» **WHAT YOU ARE ASKED TO DO**:
Please copy out everything from the line containing "the wooden cabinet" down to the end of the entries below, requests included, scaling every coordinate in the answers by 0.6 and rounding each to a whole number, with halves rounded up.

» **DATA TO PROCESS**:
>> Start

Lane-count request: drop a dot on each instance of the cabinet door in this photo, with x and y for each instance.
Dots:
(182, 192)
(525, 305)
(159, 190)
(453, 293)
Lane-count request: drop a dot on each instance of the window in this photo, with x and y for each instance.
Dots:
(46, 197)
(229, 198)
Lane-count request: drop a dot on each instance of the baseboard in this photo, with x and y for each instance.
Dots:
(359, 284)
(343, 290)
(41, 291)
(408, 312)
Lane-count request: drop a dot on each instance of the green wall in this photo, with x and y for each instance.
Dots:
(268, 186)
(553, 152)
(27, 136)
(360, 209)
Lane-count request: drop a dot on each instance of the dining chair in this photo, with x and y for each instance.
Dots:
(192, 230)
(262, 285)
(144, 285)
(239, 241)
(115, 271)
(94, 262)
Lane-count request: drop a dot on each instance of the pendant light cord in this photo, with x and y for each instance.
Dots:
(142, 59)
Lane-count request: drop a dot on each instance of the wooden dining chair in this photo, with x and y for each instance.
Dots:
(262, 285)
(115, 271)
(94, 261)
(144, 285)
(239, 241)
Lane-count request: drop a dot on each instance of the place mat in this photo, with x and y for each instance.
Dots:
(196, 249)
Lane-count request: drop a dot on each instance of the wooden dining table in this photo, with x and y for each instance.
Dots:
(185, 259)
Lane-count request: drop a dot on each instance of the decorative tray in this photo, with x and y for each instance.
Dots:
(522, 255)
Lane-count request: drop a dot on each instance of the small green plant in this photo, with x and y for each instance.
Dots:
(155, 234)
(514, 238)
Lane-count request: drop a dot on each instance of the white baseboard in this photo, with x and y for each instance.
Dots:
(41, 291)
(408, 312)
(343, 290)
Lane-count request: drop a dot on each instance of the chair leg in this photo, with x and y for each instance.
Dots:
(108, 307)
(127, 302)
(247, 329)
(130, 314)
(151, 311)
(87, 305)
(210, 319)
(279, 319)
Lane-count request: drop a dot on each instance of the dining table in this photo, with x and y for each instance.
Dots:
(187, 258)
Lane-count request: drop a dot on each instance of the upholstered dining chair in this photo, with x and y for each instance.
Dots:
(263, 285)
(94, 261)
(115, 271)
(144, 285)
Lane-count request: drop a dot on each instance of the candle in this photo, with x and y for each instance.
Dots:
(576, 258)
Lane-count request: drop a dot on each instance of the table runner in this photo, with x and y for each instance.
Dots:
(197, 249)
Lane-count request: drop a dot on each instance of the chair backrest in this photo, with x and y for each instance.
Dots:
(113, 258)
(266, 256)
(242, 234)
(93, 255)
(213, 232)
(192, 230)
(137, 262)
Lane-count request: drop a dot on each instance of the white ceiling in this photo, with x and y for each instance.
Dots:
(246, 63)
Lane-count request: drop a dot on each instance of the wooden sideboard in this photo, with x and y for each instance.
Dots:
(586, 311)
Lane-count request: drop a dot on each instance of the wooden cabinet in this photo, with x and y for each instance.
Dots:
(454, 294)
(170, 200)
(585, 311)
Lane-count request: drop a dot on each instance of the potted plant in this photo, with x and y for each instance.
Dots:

>> End

» **OUTPUT OF THE TASK**:
Lane-count request: drop a dot on each instance of the wooden cabinet in this photo, with x and y for each instance.
Dots:
(272, 176)
(102, 120)
(351, 187)
Lane-count request: drop a dot on each instance of the potted plant in this photo, with x and y for each instance.
Dots:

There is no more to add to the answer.